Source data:

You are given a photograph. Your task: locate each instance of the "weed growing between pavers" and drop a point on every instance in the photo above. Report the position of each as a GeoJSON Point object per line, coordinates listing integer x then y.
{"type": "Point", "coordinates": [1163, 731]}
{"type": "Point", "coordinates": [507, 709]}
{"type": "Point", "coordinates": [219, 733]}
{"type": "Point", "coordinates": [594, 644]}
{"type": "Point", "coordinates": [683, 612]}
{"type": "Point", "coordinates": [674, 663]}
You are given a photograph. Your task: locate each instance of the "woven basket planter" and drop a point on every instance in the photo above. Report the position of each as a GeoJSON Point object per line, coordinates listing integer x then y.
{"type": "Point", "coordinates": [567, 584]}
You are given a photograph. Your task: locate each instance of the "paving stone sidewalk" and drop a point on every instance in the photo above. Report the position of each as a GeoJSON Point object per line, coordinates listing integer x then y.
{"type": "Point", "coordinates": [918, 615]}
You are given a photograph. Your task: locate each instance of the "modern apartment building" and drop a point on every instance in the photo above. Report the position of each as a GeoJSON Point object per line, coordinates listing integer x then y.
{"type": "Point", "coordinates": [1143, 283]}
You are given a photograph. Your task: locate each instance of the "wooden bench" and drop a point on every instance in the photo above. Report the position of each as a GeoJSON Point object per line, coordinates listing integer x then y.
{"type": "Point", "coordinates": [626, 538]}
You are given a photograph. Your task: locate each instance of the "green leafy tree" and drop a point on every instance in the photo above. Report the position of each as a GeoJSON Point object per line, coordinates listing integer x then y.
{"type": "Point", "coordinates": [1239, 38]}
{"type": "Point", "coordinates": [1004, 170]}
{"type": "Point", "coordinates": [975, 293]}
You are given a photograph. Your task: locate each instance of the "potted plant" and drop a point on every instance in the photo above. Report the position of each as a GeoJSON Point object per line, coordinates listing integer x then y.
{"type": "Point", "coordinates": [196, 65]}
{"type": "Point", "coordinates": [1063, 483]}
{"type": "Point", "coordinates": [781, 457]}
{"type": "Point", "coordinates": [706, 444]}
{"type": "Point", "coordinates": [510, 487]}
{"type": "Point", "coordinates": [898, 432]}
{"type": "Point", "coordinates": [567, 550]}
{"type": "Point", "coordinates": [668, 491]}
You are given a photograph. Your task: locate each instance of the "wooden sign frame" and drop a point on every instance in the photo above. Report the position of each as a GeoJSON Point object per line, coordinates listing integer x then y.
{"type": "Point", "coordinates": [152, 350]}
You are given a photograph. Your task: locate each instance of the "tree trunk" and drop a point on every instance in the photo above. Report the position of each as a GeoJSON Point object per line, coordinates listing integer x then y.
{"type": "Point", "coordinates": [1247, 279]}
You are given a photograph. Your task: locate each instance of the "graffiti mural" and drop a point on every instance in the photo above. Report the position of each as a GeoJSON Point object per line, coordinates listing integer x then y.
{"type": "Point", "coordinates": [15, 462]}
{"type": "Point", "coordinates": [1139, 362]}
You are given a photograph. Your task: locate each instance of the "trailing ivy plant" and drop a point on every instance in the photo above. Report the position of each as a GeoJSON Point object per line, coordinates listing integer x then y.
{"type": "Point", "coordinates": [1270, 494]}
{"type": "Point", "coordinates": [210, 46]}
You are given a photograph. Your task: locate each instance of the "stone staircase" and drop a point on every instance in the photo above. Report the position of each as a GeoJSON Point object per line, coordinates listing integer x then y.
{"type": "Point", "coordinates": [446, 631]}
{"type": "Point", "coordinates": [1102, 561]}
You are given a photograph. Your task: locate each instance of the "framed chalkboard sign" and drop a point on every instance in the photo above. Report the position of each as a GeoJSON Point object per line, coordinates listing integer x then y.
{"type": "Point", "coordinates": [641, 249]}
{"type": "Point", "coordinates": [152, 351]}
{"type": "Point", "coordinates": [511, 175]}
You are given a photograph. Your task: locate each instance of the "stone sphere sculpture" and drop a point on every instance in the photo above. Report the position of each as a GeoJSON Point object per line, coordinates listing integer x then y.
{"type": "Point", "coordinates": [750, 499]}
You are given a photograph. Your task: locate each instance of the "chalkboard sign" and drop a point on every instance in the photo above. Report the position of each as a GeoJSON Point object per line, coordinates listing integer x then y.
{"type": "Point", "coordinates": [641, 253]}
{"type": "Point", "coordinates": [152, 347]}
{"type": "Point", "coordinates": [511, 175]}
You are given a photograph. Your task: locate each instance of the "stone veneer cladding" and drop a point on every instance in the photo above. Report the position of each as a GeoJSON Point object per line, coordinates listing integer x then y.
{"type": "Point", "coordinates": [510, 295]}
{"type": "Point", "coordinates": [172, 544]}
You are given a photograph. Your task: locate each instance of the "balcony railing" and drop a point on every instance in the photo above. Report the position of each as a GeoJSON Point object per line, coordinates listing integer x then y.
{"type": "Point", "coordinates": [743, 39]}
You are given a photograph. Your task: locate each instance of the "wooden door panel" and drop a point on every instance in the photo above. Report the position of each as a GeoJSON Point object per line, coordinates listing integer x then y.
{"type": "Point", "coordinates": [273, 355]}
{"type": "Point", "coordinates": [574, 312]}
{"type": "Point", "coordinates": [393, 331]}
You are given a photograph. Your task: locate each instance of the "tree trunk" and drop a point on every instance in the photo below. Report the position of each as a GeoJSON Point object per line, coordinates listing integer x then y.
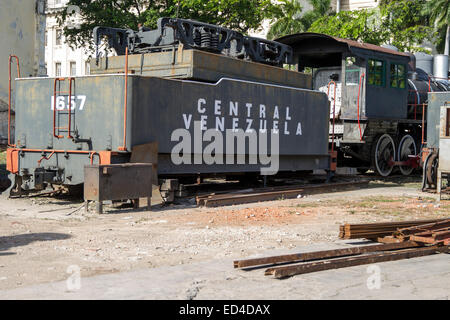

# [What the task asks]
Pick out every line of the listing above that contains the string "wooden", and copy each such line in full.

# [Written response]
You are given a photograph. Your task: locate each instance of the "wooden bench" and drop a point on every instance in the photo above. Report the position of each as a GeoJSON Point object per line, coordinates listing integer x then y.
You are given a photograph. Your task: locate each instance of the "wooden sign frame" and drop a point on every instance in the photo above. Report the position of each as a GeoJSON Point object per line, coordinates listing integer x then y.
You are given a photograph. Your task: locate each instance of the "wooden door panel" and drop a point on every instance in the photo above. Report the position of each as a GeoJSON Point object per line, coordinates listing integer x then y.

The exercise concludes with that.